▶ Given text:
╔══
Set off by the genuinely appalling theft of a huge anti-abortion sign (one of those signs with gross photos of allegedly abortion-age fetuses) by a feminist Professor at UC Santa Barbara, Freddie deBoer has a pair of posts arguing that the “social justice left” is abandoning free speech.
Although I don’t question Freddie’s report that “it is not at all unusual, for me, to encounter liberals and leftists who [...] do not believe that controversial speech (what they call hate speech) should be legally expressible,” I do wonder if the people Freddie hangs out with are a representative sample of lefties. As Corey Robin points out, if anything today’s left seems less likely to question the legal doctrine of free speech than (say) during the Reagan years, when the MacKinnon/Dworkin anti-porn legislation was a major issue. Where is today’s equivalent of Catherine MacKinnon?
Anyway, I’m not posting to argue with Freddie. Rather, I wanted to get down some thoughts about different types of threats to free speech.
First, we have Government Suppression of Free Speech. This includes (but isn’t limited to):
1) When governments directly outlaw certain speech content – for example, the German government outlawing Holocaust Denialism, or the US outlawing cigarette advertising on TV.
╚══
▶ Tasks for this exercise:
A. According to the free speech post, what kind of speech does the US outlaw in its example of direct government suppression?
B. Select every line of the records that contains the word "black" and copy each one out.

▶ Given data:
╔══
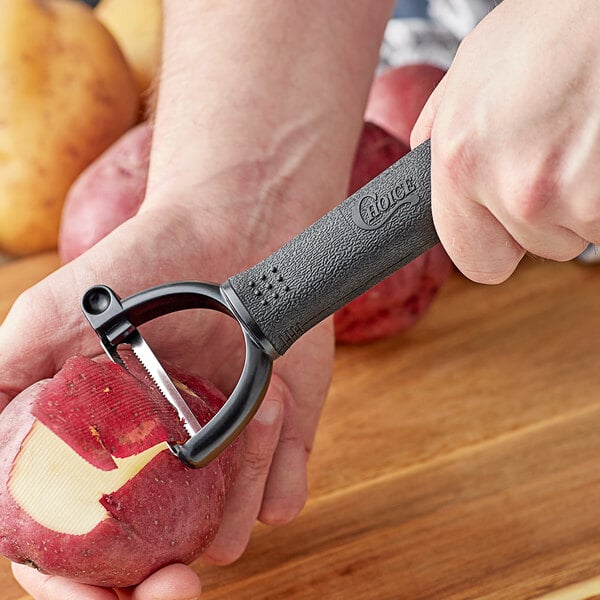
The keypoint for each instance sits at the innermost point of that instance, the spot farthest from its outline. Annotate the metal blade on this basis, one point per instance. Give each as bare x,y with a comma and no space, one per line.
╚══
╔══
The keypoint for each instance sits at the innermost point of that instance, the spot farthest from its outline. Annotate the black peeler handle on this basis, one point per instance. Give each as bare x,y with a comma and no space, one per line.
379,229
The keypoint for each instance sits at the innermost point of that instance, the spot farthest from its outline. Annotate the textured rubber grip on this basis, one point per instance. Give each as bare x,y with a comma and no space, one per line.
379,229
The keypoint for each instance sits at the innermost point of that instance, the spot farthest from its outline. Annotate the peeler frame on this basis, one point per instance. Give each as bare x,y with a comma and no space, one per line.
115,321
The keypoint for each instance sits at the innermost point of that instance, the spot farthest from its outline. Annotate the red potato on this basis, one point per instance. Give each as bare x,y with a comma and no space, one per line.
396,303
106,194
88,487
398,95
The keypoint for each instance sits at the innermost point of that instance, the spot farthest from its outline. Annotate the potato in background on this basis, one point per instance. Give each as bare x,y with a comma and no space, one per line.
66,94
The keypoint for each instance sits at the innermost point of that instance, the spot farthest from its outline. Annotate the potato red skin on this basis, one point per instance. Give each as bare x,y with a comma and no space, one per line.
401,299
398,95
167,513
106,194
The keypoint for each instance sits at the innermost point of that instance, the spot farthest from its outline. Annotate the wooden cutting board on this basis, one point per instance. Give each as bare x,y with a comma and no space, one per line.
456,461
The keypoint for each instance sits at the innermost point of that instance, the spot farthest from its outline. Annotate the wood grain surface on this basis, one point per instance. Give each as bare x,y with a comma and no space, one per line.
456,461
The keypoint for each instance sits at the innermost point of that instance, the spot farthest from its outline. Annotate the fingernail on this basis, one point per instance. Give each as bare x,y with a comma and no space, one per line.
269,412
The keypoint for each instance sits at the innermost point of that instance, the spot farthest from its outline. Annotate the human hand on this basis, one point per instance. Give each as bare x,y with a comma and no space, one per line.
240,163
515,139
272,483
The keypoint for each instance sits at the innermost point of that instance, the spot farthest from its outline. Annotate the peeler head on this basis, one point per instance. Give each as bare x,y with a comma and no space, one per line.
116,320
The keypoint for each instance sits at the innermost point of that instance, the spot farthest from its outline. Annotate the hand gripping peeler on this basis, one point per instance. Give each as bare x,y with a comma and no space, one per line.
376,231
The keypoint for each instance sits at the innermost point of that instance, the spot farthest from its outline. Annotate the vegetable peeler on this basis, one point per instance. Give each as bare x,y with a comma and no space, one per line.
╚══
╔══
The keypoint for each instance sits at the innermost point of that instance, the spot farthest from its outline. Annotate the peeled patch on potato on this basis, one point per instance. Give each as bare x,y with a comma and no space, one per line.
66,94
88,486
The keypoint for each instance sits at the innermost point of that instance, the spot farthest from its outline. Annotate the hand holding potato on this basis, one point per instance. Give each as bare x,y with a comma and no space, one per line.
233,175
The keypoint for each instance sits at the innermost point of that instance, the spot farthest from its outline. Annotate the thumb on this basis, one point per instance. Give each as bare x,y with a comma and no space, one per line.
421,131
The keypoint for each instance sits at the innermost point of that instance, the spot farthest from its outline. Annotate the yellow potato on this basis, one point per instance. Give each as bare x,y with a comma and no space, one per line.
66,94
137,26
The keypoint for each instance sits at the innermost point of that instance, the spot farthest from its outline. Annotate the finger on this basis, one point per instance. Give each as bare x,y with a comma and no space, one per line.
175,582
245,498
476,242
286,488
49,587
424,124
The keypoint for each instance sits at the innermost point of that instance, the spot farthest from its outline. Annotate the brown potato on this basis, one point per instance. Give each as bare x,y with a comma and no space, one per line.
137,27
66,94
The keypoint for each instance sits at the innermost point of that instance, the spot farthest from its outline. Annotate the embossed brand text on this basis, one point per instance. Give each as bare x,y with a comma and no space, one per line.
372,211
╚══
▶ In response:
A. Cigarette advertising on TV.

B.
The keypoint for each instance sits at the innermost point of that instance, the spot farthest from its outline. Annotate the black peeler handle on this basis, one point per instance. Give each as bare x,y with a comma and no space, one per line.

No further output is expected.